• WHAT TO WORK ON
Once the line with "Target: black shutter" is found in the entries below, print it and each following line exactly, stopping after the line with "the form (393,87)."; print nothing else.

• PROVIDED INFORMATION

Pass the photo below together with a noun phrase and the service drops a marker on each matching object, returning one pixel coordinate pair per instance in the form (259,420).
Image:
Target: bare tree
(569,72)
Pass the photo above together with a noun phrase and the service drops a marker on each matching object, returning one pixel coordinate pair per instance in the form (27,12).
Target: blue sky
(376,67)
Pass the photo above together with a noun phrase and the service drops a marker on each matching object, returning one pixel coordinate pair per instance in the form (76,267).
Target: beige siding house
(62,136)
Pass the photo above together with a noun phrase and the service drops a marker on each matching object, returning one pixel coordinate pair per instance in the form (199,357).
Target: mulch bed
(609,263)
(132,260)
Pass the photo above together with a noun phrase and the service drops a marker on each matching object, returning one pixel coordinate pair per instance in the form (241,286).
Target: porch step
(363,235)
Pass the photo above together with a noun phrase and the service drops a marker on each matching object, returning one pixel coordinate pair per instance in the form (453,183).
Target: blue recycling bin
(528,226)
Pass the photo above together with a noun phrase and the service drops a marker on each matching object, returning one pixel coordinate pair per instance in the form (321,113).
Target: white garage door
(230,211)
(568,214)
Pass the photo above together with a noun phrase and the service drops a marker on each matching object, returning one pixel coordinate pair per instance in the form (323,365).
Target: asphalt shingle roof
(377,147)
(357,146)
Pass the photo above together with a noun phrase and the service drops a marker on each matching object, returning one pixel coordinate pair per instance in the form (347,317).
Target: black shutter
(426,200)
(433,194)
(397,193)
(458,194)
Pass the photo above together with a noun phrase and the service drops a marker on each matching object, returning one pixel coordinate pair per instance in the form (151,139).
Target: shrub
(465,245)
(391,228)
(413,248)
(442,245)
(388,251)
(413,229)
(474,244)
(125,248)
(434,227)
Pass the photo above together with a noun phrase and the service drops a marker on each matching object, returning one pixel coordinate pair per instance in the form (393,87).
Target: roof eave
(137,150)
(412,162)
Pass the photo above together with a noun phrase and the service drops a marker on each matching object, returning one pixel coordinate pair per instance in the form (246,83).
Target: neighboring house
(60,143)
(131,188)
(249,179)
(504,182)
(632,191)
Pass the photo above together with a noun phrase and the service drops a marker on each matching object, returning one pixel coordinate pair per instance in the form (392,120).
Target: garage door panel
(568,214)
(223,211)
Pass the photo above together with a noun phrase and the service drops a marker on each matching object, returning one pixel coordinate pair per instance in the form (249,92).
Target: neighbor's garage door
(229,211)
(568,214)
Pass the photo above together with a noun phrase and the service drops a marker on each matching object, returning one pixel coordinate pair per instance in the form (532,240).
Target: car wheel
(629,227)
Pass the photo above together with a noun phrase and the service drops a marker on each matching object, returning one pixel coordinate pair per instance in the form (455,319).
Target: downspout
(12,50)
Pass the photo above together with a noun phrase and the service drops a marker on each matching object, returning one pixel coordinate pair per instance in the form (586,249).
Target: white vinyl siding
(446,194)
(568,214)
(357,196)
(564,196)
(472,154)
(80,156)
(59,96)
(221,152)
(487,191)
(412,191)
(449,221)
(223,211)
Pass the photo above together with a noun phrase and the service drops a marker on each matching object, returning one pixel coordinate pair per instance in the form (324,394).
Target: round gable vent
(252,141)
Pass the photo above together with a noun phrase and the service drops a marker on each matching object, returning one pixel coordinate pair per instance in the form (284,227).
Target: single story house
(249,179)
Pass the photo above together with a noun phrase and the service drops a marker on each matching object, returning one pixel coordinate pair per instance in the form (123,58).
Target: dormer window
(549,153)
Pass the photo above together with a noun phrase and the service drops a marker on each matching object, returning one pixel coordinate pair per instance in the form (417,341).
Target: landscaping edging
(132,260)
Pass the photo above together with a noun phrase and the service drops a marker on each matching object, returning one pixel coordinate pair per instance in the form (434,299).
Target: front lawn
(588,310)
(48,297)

• ANSWER
Target: black shutter
(426,200)
(433,194)
(397,193)
(458,194)
Pass the photo above together with a noun phrase and the service drops a marker on each matching object, returning one pixel coordinate pair per instance in the form (151,139).
Target: shrub
(465,245)
(391,228)
(413,248)
(442,245)
(388,251)
(413,229)
(474,244)
(125,248)
(434,227)
Pass the photo above together with a noun phrase and the service drops a marker on each matching object, returning one pixel coordinate pair per instance in the form (393,87).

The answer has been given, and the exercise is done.